EXTRACT:

What Makes Big Data Different?

Big data tools are used as services to applications that analyze and format the data they manipulate. By their very nature, they require indexing with many layers of abstraction from the source data to process results in useful timescales. They support a growing array of business applications that include:

  • Data Mining – extracting trends and relationships from distilling big data down into arrays of connections
  • Subtle Exception Surveillance – examining data trends for building direction changes that, while currently minor, are unidirectional in their evolution into major issue indications
  • AI Training – using big data collections to train AI implementations to develop useful awareness and assessment algorithms

Obviously, testing must look at all these same indexes and abstractions as well as verifying all the reductive analysis functions that turn the raw data into useful information. The scalability of the system components must be verified across their operational range without processing the full content load that accompanies that scale of operation. At the same time, operation of the system must support its intended access model, be it real time, interactive or batch mode.

Approaches to Big Data Testing

The upfront issue is test target size. Big data test facilities require giant quantities of test data and long facility setup times, which are anathema to the fast change and fast release Agile development method. Ideally, the plan would be to create test beds that replicate the behaviors of each layer in the operational system but do it with vastly reduced setup times and storage overhead.

DATA RECORDS:
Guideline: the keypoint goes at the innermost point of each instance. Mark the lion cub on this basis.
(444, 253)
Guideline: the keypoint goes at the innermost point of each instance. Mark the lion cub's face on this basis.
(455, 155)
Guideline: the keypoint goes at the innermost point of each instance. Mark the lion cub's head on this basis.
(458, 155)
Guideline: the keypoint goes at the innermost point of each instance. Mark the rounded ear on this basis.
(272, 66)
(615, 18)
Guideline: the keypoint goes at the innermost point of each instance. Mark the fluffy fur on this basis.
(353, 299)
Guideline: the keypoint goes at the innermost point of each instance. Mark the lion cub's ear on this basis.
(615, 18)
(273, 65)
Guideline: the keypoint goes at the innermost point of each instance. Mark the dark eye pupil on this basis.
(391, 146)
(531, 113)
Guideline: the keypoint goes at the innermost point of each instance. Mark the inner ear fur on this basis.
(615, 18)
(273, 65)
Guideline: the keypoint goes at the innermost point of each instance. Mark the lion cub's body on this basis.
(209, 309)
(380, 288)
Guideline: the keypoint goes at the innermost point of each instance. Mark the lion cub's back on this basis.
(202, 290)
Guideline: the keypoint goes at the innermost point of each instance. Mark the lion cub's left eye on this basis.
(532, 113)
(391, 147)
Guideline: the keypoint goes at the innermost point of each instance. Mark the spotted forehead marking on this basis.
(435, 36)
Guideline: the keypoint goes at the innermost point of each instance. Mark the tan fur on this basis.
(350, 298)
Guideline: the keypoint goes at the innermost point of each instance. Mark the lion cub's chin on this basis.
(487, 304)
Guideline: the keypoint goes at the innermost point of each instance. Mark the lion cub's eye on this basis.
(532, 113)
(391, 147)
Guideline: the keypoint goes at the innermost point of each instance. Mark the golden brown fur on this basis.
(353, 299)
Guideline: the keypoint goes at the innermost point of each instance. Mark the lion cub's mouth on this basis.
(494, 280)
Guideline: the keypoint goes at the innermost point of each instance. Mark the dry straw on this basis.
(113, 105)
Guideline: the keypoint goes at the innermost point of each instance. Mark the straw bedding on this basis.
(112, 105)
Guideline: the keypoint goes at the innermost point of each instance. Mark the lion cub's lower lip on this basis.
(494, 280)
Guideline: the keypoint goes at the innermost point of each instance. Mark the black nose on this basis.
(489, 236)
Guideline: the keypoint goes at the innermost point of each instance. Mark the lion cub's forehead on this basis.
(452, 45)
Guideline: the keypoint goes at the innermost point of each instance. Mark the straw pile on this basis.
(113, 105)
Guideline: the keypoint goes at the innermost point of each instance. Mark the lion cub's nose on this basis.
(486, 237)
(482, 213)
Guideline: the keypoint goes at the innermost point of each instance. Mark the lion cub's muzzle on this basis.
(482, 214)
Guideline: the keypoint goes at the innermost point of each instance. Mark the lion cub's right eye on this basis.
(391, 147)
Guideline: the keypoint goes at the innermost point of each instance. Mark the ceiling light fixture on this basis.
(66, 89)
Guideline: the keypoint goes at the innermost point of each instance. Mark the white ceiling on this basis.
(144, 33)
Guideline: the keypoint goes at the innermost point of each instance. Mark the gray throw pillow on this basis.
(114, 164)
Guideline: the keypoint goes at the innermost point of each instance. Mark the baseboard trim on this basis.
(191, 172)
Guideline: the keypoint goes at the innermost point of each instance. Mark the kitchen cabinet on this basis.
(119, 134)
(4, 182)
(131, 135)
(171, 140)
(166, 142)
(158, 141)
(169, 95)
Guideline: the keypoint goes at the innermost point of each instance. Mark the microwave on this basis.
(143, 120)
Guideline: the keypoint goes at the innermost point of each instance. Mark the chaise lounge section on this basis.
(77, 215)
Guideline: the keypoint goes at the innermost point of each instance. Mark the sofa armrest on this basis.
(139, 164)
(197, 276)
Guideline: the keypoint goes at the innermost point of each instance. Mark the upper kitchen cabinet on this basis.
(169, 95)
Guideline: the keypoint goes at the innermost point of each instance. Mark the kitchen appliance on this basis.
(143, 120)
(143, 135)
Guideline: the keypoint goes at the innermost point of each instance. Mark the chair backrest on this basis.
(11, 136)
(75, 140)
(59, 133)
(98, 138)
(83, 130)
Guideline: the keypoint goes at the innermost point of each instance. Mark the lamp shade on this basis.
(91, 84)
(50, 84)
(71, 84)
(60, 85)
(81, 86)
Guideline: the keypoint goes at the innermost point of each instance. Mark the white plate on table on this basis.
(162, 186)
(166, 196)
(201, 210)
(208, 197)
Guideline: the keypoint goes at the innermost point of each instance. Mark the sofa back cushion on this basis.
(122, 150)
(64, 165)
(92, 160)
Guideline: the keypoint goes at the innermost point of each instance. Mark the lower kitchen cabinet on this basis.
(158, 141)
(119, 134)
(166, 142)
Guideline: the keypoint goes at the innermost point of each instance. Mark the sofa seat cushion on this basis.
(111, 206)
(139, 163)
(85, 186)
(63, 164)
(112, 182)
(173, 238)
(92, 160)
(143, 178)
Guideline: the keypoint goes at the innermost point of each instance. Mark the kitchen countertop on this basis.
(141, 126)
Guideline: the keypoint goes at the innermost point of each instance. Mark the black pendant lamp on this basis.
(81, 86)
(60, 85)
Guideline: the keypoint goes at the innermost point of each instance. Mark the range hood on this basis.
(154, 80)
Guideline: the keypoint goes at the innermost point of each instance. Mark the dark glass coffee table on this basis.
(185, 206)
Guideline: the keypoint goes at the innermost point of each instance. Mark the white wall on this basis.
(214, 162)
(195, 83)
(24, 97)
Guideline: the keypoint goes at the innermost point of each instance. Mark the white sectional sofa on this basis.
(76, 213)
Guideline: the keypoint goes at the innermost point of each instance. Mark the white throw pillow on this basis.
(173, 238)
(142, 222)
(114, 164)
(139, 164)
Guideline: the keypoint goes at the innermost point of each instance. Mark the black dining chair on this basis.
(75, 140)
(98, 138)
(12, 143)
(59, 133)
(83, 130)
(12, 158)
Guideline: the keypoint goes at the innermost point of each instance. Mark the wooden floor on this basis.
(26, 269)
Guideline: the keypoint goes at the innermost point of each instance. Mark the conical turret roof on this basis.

AIM: Please reproduce everything in the big data testing passage from "The upfront issue" down to "and storage overhead.", word for word. You won't need the entries for this.

THE SOLUTION:
The upfront issue is test target size. Big data test facilities require giant quantities of test data and long facility setup times, which are anathema to the fast change and fast release Agile development method. Ideally, the plan would be to create test beds that replicate the behaviors of each layer in the operational system but do it with vastly reduced setup times and storage overhead.